**Extracted material:**
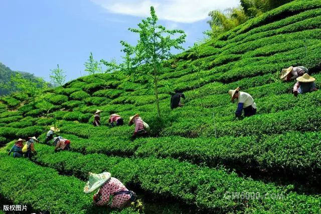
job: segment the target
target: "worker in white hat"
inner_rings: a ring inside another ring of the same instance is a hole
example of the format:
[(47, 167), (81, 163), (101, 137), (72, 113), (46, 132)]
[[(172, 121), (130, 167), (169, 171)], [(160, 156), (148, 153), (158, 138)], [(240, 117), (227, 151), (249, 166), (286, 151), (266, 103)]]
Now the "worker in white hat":
[(235, 90), (230, 90), (229, 94), (231, 96), (231, 101), (237, 99), (237, 109), (235, 112), (235, 116), (241, 117), (243, 110), (244, 111), (244, 117), (250, 117), (256, 114), (256, 103), (253, 97), (246, 92), (240, 91), (239, 87)]
[(46, 143), (49, 143), (49, 141), (52, 140), (54, 138), (54, 135), (57, 136), (57, 134), (56, 133), (59, 132), (60, 131), (58, 129), (56, 129), (54, 127), (50, 127), (50, 129), (47, 133), (47, 135), (46, 136)]
[[(108, 119), (108, 122), (110, 124), (110, 126), (112, 127), (114, 127), (115, 126), (122, 126), (124, 125), (124, 120), (121, 117), (118, 115), (116, 115), (115, 114), (113, 114), (110, 116), (109, 116), (109, 119)], [(116, 125), (114, 124), (114, 123), (116, 123)]]
[(284, 79), (285, 81), (294, 80), (299, 76), (302, 76), (304, 73), (308, 73), (308, 70), (303, 66), (293, 67), (282, 69), (280, 79)]
[(33, 154), (37, 154), (37, 151), (35, 150), (35, 143), (39, 142), (36, 138), (36, 137), (29, 137), (29, 140), (27, 142), (27, 143), (24, 146), (22, 149), (22, 151), (25, 153), (25, 158), (29, 158), (29, 159), (31, 160)]
[(24, 147), (24, 142), (26, 142), (25, 140), (23, 140), (21, 138), (15, 142), (15, 145), (12, 147), (9, 152), (8, 155), (10, 156), (11, 153), (13, 153), (14, 158), (19, 158), (23, 156), (23, 153), (22, 152), (22, 148)]
[(137, 136), (145, 136), (149, 131), (149, 126), (143, 121), (138, 114), (129, 117), (128, 125), (131, 126), (133, 124), (135, 124), (135, 130), (131, 136), (132, 139), (135, 138)]
[(119, 180), (111, 177), (109, 172), (100, 174), (89, 172), (89, 180), (84, 188), (86, 193), (99, 188), (93, 196), (93, 202), (98, 206), (108, 205), (112, 196), (110, 207), (123, 208), (136, 200), (136, 194), (129, 191)]
[(294, 96), (298, 93), (303, 94), (308, 92), (317, 90), (315, 87), (315, 78), (305, 73), (303, 76), (296, 78), (296, 83), (293, 87), (293, 93)]
[(95, 119), (94, 120), (93, 125), (94, 126), (100, 126), (100, 113), (102, 112), (102, 111), (100, 111), (99, 110), (97, 110), (94, 116), (95, 117)]

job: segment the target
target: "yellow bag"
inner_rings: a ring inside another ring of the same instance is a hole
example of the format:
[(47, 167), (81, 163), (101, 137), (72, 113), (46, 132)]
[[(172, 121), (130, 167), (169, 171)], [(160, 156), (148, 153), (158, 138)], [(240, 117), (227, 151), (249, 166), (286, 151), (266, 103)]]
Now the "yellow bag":
[(28, 147), (27, 146), (27, 144), (25, 144), (25, 146), (24, 146), (24, 147), (22, 148), (22, 152), (23, 152), (24, 153), (25, 153), (27, 152), (28, 150)]

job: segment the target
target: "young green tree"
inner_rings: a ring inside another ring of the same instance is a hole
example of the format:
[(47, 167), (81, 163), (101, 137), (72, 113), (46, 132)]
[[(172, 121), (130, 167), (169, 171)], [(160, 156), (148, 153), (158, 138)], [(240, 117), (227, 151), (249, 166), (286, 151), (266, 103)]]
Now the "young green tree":
[(105, 73), (113, 73), (119, 68), (119, 65), (117, 64), (114, 59), (112, 59), (110, 62), (101, 59), (100, 62), (106, 66), (106, 70), (104, 72)]
[(36, 98), (48, 87), (48, 83), (41, 78), (37, 78), (37, 82), (34, 82), (23, 78), (19, 73), (12, 76), (9, 84), (9, 85), (15, 87), (21, 93), (30, 96), (34, 105), (35, 104)]
[(100, 64), (100, 63), (94, 59), (92, 56), (92, 53), (90, 52), (89, 58), (84, 64), (86, 67), (85, 71), (87, 71), (89, 74), (92, 74), (94, 77), (96, 73), (99, 73), (101, 71), (101, 68), (99, 67)]
[(182, 49), (181, 44), (185, 42), (186, 35), (181, 30), (166, 30), (157, 25), (158, 18), (153, 7), (150, 7), (150, 17), (142, 20), (138, 29), (128, 30), (139, 34), (136, 46), (121, 41), (124, 52), (131, 58), (133, 66), (132, 75), (145, 75), (150, 77), (154, 85), (157, 116), (160, 117), (158, 101), (158, 81), (163, 72), (163, 63), (173, 56), (173, 48)]
[(66, 77), (67, 76), (65, 74), (66, 72), (59, 68), (59, 65), (57, 65), (57, 68), (50, 70), (52, 74), (50, 76), (50, 79), (55, 84), (55, 86), (56, 86), (56, 84), (57, 84), (62, 87), (62, 85), (64, 84), (66, 81)]

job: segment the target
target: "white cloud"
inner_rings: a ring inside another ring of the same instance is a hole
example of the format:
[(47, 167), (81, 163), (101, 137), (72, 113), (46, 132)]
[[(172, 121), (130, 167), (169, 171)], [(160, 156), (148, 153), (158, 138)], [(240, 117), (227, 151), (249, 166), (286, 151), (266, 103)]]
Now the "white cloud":
[(206, 19), (210, 11), (239, 5), (239, 0), (91, 0), (109, 12), (137, 17), (149, 15), (154, 6), (159, 19), (192, 23)]

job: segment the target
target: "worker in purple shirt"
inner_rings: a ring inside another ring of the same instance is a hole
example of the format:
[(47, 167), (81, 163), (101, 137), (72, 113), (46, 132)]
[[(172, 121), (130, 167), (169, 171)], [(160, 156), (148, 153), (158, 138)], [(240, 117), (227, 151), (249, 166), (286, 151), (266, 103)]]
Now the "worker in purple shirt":
[(244, 117), (250, 117), (256, 114), (256, 104), (253, 97), (247, 93), (240, 91), (239, 87), (235, 90), (230, 90), (229, 94), (231, 96), (232, 101), (237, 99), (237, 109), (235, 112), (235, 116), (238, 118), (241, 117), (243, 110)]
[(284, 79), (285, 81), (294, 80), (299, 76), (302, 76), (305, 73), (308, 73), (308, 70), (303, 66), (291, 66), (287, 69), (282, 69), (280, 78)]

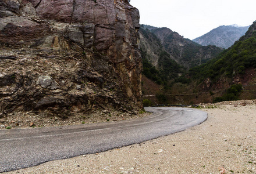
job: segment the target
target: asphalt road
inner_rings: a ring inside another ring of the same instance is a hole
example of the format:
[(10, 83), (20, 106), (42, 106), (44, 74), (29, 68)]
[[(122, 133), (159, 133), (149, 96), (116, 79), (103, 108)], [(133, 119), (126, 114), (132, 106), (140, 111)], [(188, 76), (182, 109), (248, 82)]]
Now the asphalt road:
[(145, 110), (153, 114), (120, 122), (0, 130), (0, 172), (140, 143), (184, 130), (207, 118), (206, 113), (193, 108)]

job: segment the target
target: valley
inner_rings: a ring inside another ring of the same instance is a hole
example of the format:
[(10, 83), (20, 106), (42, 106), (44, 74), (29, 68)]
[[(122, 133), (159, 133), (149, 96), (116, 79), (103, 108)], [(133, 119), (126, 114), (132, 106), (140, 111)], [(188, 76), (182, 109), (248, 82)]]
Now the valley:
[[(240, 35), (245, 34), (237, 41), (234, 39), (233, 45), (227, 49), (201, 46), (167, 28), (141, 25), (144, 104), (194, 104), (255, 99), (255, 25), (224, 27), (240, 28)], [(212, 31), (216, 34), (218, 30)], [(228, 93), (229, 88), (235, 84), (241, 84), (243, 90)]]

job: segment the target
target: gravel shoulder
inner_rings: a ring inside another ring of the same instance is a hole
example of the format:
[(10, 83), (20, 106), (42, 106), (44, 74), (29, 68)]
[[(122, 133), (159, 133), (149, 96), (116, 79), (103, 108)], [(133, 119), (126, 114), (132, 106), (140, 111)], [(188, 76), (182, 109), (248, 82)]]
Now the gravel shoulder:
[(255, 173), (255, 102), (202, 104), (207, 121), (185, 131), (8, 173)]

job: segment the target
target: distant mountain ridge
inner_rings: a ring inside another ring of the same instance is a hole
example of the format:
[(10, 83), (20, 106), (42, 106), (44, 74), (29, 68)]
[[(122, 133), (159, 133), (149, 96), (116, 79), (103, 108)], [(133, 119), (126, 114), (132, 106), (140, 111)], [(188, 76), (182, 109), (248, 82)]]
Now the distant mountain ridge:
[(221, 26), (193, 41), (203, 46), (212, 45), (227, 49), (246, 34), (249, 27)]

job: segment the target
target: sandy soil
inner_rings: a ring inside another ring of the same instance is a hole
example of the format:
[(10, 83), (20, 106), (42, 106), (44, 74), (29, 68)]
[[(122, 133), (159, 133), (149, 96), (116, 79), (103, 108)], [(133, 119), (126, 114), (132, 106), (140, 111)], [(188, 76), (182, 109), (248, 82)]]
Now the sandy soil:
[(207, 121), (185, 131), (9, 173), (256, 173), (254, 103), (207, 105)]

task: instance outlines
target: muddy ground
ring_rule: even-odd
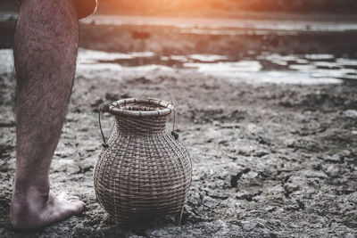
[[[126,41],[130,44],[126,46],[129,49],[125,51],[120,48],[124,47],[120,46],[123,43],[115,44],[118,41],[111,35],[114,34],[115,27],[112,27],[107,35],[104,33],[110,30],[107,28],[92,31],[87,29],[89,27],[84,26],[81,31],[81,45],[87,48],[132,52],[154,45],[147,50],[157,53],[154,45],[170,45],[166,41],[162,45],[153,45],[145,43],[145,39],[131,39],[132,42]],[[170,33],[171,29],[165,30]],[[133,29],[129,32],[132,34],[128,36],[134,37]],[[117,34],[116,37],[122,42],[125,36]],[[176,35],[169,35],[174,42]],[[355,34],[353,36],[355,37]],[[215,37],[212,37],[215,40]],[[292,42],[287,40],[289,37],[286,37],[286,42]],[[321,47],[313,48],[319,42],[319,36],[314,37],[317,41],[311,40],[310,46],[296,45],[296,49],[303,53],[313,49],[314,53],[336,50],[336,53],[355,55],[355,48],[348,50],[345,46],[348,43],[344,45],[341,38],[336,43],[337,46],[321,44]],[[262,37],[262,42],[267,39],[268,37]],[[302,40],[309,42],[308,39]],[[188,50],[182,50],[184,46],[181,45],[178,46],[178,51],[181,49],[182,53],[191,53],[191,49],[194,51],[201,45],[195,45],[193,40],[187,40],[186,45],[182,43]],[[278,43],[272,40],[265,46],[263,43],[256,43],[253,47],[292,50],[292,46],[276,45],[284,40],[284,37],[279,37]],[[218,39],[218,42],[220,41]],[[245,44],[245,40],[233,39],[231,42],[231,45],[220,46],[212,41],[202,44],[216,45],[207,46],[207,49],[220,53],[227,51],[237,55],[239,48],[233,44],[241,44],[239,53],[242,53],[251,50],[248,45],[254,43],[248,40]],[[178,43],[171,45],[177,47]],[[345,48],[338,51],[338,45]],[[214,53],[204,49],[195,50]],[[175,49],[168,51],[171,54]],[[246,84],[190,69],[174,69],[111,73],[97,72],[91,70],[90,65],[79,67],[66,122],[54,156],[51,181],[55,193],[65,191],[79,196],[86,202],[87,209],[68,220],[26,234],[14,231],[8,219],[15,168],[16,123],[13,74],[3,72],[0,75],[0,236],[357,236],[355,83],[349,80],[339,85],[321,86]],[[187,145],[193,160],[192,186],[181,226],[164,219],[148,228],[139,226],[139,228],[125,229],[113,224],[95,200],[93,166],[101,150],[97,109],[103,101],[137,96],[156,85],[167,86],[175,97],[179,138]],[[154,97],[167,98],[160,90],[151,94]],[[112,117],[105,115],[104,121],[108,134]]]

**Exercise instructions:** Copy everything from the start of the material down to the line containing "135), (46, 136)]", swapping "worker in white hat" for "person in white hat" and keeping all else unchanged. Leave the pictures out of your copy.

**Exercise answer:**
job: segment the target
target: "person in white hat"
inner_rings: a ring inside another ring of the same instance is a hole
example of the format:
[(47, 167), (81, 163), (101, 137), (72, 113), (46, 132)]
[[(172, 121), (130, 167), (169, 171)], [(160, 156), (148, 153), (158, 138)], [(240, 117), (227, 151), (249, 166), (286, 151), (266, 103)]]
Now the "person in white hat":
[(235, 90), (230, 90), (229, 94), (231, 96), (231, 101), (237, 99), (237, 109), (235, 112), (235, 116), (241, 117), (243, 110), (244, 111), (244, 117), (250, 117), (256, 114), (256, 103), (253, 97), (246, 92), (240, 91), (239, 87)]
[(46, 143), (49, 143), (49, 141), (52, 140), (54, 138), (54, 135), (57, 136), (57, 134), (56, 133), (59, 132), (60, 131), (58, 129), (56, 129), (54, 127), (50, 127), (50, 129), (47, 133), (47, 135), (46, 136)]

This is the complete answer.